**Written problem A**
Quote the part of the rack-screw post starting with "So, I've got" and going on through "an improvised workbench.", without changing a character.

## BEGIN Excerpt provided

So, I've got this scavenged rack that cost me a week's worth of spoons to wrestle into the house in December, which has been taking up space since then but is supposed to save space once I get the screws to mount computer equipment in it that's currently spread out over desks and an improvised workbench.

But I couldn't find screws that fit it. One day when I remembered to mention that I was looking for affordable shelves and found out that [livejournal.com profile] syntonic_comma had a few extras he could part with, he also handed me a screw from his rack to match at a hardware store on my way home and buy more of, which turned out to be a 10-24 when I took it to Home Depot, so I bought a bunch of 10-24 screws and, on a hunch, a bunch of 10-32 screws just in case. Neither size fit my rack (though a 10-32 nut did fit onto one a screw I had that was already in the rack). I asked my favourite mailing list for clues, and got pointed to a web page that said the most common sizes of mounting screws for computer racks were -- ta da! -- 10-24 and 10-32, with a small minority being M6. So, back to Home Depot -- the one I usually go to instead of the one on the way home from Virginia -- where I found that my sample screw would go into the M5 hole in the screw-guage in the store. So home again with a few M5 screws ... which did not fit into the rack (though they went in about half a turn farther than the 10-32 screws).

## END Excerpt provided

**Written problem B**
From the entries below, gather every line containing the string "banner". Case counts.

## BEGIN Available data

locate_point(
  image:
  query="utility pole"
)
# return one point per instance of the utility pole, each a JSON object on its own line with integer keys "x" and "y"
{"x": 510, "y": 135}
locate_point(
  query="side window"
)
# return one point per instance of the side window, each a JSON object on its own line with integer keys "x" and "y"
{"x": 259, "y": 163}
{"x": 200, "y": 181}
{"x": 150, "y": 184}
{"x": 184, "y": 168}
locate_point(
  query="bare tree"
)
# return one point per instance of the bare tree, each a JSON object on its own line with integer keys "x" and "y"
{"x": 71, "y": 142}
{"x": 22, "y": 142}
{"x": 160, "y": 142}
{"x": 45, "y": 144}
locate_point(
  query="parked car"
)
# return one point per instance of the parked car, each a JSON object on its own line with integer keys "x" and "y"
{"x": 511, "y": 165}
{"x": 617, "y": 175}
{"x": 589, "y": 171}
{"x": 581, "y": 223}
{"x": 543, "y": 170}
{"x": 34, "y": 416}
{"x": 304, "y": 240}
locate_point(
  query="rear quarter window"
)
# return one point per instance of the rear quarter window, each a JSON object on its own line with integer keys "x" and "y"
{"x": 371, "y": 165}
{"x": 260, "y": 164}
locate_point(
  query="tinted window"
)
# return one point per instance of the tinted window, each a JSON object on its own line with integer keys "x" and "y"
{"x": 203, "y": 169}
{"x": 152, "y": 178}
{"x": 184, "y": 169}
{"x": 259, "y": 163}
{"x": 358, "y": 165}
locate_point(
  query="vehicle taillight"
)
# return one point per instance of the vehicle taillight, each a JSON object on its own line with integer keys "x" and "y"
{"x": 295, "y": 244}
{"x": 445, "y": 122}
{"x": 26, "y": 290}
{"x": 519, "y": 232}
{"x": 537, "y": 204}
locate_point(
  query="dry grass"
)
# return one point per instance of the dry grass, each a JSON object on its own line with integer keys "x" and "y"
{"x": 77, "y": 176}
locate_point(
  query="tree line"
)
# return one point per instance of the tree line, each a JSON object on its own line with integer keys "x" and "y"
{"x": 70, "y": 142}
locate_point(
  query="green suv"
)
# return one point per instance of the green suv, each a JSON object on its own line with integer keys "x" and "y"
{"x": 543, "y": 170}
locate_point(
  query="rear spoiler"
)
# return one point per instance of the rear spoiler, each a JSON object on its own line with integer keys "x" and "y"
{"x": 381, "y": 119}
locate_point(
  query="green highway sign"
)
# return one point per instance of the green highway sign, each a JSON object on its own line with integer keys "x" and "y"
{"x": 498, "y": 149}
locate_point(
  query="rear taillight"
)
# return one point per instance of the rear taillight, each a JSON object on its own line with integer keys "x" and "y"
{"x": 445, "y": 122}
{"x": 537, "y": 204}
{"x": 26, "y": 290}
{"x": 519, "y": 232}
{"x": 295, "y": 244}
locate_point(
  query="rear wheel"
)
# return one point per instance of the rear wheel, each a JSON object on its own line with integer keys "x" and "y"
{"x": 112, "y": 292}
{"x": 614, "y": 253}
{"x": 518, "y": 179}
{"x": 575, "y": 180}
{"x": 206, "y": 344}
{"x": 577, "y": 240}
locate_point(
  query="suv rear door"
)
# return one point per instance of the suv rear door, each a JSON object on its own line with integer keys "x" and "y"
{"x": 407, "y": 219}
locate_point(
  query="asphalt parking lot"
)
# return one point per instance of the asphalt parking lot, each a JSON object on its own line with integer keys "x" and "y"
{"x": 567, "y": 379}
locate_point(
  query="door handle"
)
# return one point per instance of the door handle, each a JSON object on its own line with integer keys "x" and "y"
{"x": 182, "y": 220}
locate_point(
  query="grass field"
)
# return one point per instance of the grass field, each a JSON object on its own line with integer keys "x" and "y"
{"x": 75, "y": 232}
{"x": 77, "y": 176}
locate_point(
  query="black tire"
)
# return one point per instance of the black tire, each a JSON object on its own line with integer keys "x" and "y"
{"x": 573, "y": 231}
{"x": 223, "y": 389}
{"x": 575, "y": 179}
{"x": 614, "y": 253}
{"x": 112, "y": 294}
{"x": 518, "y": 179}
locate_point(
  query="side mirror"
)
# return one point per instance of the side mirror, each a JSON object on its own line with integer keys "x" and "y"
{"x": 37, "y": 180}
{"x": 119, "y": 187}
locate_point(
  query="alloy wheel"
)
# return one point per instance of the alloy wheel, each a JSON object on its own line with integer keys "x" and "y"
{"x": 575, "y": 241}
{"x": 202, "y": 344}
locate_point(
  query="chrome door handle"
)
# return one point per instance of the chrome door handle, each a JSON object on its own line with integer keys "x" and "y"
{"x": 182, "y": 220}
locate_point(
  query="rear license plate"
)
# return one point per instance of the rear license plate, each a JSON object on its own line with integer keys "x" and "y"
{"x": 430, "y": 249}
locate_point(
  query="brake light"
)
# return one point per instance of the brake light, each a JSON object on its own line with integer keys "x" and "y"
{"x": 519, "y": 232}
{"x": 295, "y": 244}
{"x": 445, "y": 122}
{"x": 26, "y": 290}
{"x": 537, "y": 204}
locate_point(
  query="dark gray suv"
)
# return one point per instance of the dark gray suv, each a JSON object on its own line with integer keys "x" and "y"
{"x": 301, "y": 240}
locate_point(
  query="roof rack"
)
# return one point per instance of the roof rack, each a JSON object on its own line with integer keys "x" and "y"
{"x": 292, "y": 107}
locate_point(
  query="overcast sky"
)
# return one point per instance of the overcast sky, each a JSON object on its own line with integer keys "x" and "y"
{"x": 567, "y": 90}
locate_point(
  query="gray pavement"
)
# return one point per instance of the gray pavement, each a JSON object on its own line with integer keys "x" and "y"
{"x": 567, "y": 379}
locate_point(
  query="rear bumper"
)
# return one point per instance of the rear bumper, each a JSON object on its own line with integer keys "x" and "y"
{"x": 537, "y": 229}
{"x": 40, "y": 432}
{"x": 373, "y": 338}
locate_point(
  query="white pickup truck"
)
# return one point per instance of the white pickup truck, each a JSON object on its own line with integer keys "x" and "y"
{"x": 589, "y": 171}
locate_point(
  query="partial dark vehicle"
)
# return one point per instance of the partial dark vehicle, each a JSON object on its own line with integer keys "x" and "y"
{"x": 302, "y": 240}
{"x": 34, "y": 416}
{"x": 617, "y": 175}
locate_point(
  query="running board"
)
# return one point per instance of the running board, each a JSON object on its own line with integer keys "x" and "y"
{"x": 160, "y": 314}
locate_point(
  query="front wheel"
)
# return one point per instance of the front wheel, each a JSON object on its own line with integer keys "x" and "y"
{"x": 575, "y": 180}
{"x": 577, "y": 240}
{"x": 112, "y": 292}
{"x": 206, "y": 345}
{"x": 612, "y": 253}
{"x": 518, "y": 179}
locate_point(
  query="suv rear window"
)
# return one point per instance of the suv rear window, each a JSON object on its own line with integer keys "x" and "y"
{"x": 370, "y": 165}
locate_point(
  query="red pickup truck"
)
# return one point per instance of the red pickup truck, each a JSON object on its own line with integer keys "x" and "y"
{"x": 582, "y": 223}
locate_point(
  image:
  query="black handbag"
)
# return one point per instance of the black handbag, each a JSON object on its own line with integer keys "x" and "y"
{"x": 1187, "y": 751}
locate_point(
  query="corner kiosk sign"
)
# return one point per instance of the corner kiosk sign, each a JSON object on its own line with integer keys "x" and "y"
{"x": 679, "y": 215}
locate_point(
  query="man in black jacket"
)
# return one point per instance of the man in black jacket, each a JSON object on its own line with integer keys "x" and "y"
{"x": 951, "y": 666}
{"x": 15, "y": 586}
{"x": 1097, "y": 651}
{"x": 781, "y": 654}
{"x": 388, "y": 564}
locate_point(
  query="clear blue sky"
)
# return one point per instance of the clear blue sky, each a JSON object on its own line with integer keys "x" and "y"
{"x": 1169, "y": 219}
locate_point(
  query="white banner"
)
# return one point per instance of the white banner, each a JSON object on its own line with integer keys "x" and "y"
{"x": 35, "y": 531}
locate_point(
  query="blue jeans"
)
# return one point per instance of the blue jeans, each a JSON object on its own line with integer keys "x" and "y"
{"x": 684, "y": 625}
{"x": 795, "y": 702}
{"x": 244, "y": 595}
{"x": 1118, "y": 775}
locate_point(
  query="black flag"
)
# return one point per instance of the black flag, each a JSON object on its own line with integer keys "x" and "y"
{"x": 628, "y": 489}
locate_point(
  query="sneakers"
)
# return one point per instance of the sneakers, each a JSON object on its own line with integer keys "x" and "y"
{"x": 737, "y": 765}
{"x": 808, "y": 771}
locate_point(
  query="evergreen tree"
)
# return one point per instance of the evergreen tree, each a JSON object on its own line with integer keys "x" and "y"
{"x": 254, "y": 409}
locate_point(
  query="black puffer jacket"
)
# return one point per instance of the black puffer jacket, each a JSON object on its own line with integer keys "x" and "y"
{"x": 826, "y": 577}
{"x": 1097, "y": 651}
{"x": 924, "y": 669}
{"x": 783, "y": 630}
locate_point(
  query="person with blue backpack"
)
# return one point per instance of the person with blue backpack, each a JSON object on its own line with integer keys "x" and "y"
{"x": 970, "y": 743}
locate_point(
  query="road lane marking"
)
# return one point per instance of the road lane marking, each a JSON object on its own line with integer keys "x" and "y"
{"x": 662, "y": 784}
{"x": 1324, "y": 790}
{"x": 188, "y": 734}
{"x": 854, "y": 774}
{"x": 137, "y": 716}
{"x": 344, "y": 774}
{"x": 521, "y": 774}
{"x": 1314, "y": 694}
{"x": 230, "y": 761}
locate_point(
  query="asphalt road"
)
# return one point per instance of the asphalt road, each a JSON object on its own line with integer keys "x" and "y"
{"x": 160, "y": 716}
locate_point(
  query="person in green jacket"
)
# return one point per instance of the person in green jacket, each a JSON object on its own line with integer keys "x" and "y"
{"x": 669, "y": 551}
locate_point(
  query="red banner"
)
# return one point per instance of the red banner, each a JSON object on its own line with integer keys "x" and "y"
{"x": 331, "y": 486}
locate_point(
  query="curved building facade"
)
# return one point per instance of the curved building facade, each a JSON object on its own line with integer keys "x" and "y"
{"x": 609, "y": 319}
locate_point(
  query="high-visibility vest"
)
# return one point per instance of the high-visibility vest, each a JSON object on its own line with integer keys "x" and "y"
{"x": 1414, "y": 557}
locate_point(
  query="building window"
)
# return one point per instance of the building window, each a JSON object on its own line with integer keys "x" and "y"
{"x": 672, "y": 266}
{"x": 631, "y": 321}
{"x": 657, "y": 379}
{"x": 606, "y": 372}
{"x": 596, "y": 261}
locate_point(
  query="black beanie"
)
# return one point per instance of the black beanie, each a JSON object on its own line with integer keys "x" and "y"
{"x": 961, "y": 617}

## END Available data

**Final result A**
So, I've got this scavenged rack that cost me a week's worth of spoons to wrestle into the house in December, which has been taking up space since then but is supposed to save space once I get the screws to mount computer equipment in it that's currently spread out over desks and an improvised workbench.

**Final result B**
  query="white banner"
# return one point per instance of the white banner, each a JSON object on its own line with integer keys "x" and "y"
  query="red banner"
# return one point per instance of the red banner, each a JSON object on its own line with integer keys "x" and "y"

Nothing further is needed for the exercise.